> **What you will do**:
Copy the data word for word, keeping every line.

> **Materials provided**:
□ □ □ □ □

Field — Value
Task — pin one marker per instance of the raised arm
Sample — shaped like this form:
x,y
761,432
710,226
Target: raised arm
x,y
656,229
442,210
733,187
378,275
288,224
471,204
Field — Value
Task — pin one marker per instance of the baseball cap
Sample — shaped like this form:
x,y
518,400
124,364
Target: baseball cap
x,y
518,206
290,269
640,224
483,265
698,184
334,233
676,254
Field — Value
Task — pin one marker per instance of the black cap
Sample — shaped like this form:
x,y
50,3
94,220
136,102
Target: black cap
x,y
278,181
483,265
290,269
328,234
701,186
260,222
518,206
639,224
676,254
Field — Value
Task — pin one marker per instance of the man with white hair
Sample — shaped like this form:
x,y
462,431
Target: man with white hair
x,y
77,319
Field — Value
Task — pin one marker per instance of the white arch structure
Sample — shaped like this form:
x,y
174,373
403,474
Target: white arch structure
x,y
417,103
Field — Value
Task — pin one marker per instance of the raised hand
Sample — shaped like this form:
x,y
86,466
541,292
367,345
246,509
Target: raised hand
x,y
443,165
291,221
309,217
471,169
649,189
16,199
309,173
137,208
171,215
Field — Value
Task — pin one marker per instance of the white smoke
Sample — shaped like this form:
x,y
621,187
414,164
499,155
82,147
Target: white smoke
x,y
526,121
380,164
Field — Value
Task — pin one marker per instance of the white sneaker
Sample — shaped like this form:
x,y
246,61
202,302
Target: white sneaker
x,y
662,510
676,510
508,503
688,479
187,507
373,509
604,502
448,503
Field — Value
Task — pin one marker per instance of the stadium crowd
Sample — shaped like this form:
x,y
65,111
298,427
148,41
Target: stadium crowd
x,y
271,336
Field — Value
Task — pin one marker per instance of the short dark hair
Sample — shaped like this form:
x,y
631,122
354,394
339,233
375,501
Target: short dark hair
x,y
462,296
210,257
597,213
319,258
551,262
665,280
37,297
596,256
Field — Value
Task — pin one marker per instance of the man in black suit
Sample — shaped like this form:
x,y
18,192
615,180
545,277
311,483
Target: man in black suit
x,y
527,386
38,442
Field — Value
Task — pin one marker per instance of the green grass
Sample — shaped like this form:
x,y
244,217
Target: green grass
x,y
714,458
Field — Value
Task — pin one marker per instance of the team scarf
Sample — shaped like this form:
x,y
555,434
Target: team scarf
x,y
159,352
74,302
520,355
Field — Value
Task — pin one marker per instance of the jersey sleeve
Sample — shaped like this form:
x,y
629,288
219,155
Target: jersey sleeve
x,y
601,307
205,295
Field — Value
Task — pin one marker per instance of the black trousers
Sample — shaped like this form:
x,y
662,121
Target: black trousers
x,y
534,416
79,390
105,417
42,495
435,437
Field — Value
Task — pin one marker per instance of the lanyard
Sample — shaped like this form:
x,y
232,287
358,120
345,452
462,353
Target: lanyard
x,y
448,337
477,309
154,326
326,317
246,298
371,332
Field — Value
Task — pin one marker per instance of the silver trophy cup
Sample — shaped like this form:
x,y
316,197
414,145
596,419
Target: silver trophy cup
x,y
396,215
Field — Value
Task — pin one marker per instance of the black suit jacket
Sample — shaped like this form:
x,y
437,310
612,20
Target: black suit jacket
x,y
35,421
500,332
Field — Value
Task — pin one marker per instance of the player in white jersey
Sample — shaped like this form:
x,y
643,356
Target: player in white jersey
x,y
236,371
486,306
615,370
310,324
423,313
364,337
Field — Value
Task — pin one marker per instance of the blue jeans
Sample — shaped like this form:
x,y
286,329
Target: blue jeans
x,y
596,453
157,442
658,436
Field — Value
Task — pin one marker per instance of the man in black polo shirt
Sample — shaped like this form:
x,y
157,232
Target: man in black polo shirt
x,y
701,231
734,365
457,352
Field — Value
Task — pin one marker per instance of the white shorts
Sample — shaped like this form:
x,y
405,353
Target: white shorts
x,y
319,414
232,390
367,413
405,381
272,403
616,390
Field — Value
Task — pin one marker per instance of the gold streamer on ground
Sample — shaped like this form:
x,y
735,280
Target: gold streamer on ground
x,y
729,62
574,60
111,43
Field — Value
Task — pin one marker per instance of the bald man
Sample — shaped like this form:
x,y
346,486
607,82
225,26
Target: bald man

□ □ □ □ □

> **Task response**:
Field — Value
Task — pin one marker per instance of the raised arm
Sample — shaped like this form:
x,y
761,432
710,226
Target: raised arm
x,y
656,229
442,210
733,187
378,275
288,224
471,204
Field — Value
Task — pin one marker per instance of the baseball cap
Sample — shaped like this form:
x,y
518,400
124,364
Target: baseball cap
x,y
518,206
290,269
640,224
483,265
698,184
334,233
676,254
Field — Value
Task — pin one marker per instance of the black cap
Sample — shaped like this form:
x,y
50,3
94,220
136,102
Target: black cap
x,y
278,181
483,265
290,269
328,234
701,186
260,222
518,206
639,224
676,254
Field — Value
Task — pin one marker per instance of the man with white hair
Sample — shaped like this form:
x,y
462,431
Target: man with white hair
x,y
77,319
Field — Value
Task — pin one marker per instance of the white arch structure
Sample — shaped like this form:
x,y
174,373
403,474
Target: white arch structure
x,y
417,103
Field — Value
Task — pin one marker per instance of the raised hand
Sample — shaped like this form:
x,y
86,466
541,292
367,345
246,509
Target: raised hand
x,y
443,165
291,221
309,217
471,169
649,189
16,199
309,173
137,208
171,215
Field — Value
Task — pin one marker per instance of the white smoke
Sample — shaped like this form:
x,y
621,187
414,164
499,155
82,147
Target: white smoke
x,y
526,121
380,164
Field — Value
Task — pin one marker per instance of the white sneaker
Sample — shaped like this form:
x,y
246,61
202,302
Target: white sneaker
x,y
662,510
676,510
508,503
688,479
187,507
373,509
604,502
448,503
Field — Value
Task — pin one marker per instance of the stadium crowd
Sample — shaped like this form:
x,y
65,111
298,427
148,41
Target: stadium crowd
x,y
271,336
Field — Value
Task — pin one marker per instance of the short dark hair
Sample — shaped like this form:
x,y
631,122
354,394
339,233
375,501
Target: short dark hair
x,y
462,296
210,257
597,213
319,258
551,262
665,280
37,297
596,256
Field — Value
Task — pin one marker per instance of the man in black suit
Sample — shaped like this form:
x,y
18,192
615,180
545,277
311,483
Target: man in black suit
x,y
527,386
38,442
Field — Value
Task — pin one marker per instance of the green grass
Sample — shaped like this form:
x,y
244,217
Target: green grass
x,y
714,458
Field — Value
Task — pin one marker per instance of the team scarf
Sample — shaped like this form:
x,y
555,434
Target: team scarf
x,y
159,352
74,302
520,355
Field — Value
Task — pin one marker per instance of the jersey sleeve
Sample — shaped like this form:
x,y
629,288
219,155
Target: jersey sleeve
x,y
601,307
205,295
Field — Value
Task — pin one marker per instance of the black trousers
Sample — shaped like this form:
x,y
662,121
Target: black trousers
x,y
534,416
79,390
105,417
42,495
435,437
Field — Value
Task — pin one marker per instance of the lanyard
Sample — shaped like this form:
x,y
232,287
358,120
345,452
462,353
Target: lanyard
x,y
448,337
477,309
154,326
326,317
246,298
371,332
Field — Value
Task — pin one marker per instance of the silver trophy cup
Sample — shaped like this form:
x,y
316,197
414,145
596,419
Target: silver trophy cup
x,y
396,215
Field — Value
Task — pin one marker per instance of the black suit jacket
Sample — shaped like this form:
x,y
437,310
612,20
Target: black suit jacket
x,y
35,421
500,332
Field — Value
Task — pin one marker per instance of the player in white jersey
Sample — shaped like this form:
x,y
643,356
Target: player in white jersey
x,y
236,371
486,306
615,370
310,324
423,313
364,337
Field — Value
Task — pin one marker per instance of the blue jeans
Sample — shaped like this form:
x,y
286,329
Target: blue jeans
x,y
596,453
157,442
658,436
Field — Value
Task — pin one marker per instance of the man in black polo shirt
Sample — shaped like this form:
x,y
157,232
Target: man in black polo shirt
x,y
701,231
734,365
457,352
Field — Value
Task — pin one marker per instance of the white shorts
Sample — shaped like this form:
x,y
405,353
Target: white shorts
x,y
319,414
232,390
367,413
405,381
272,403
616,390
Field — Value
Task — pin one marker per instance of the gold streamer on ground
Sample — shaped like this form:
x,y
735,280
Target: gold streamer on ground
x,y
729,62
574,60
111,43
Field — Value
Task — pin one marker per instance of the bald man
Sample — shaped like this form:
x,y
346,486
607,82
225,26
Target: bald man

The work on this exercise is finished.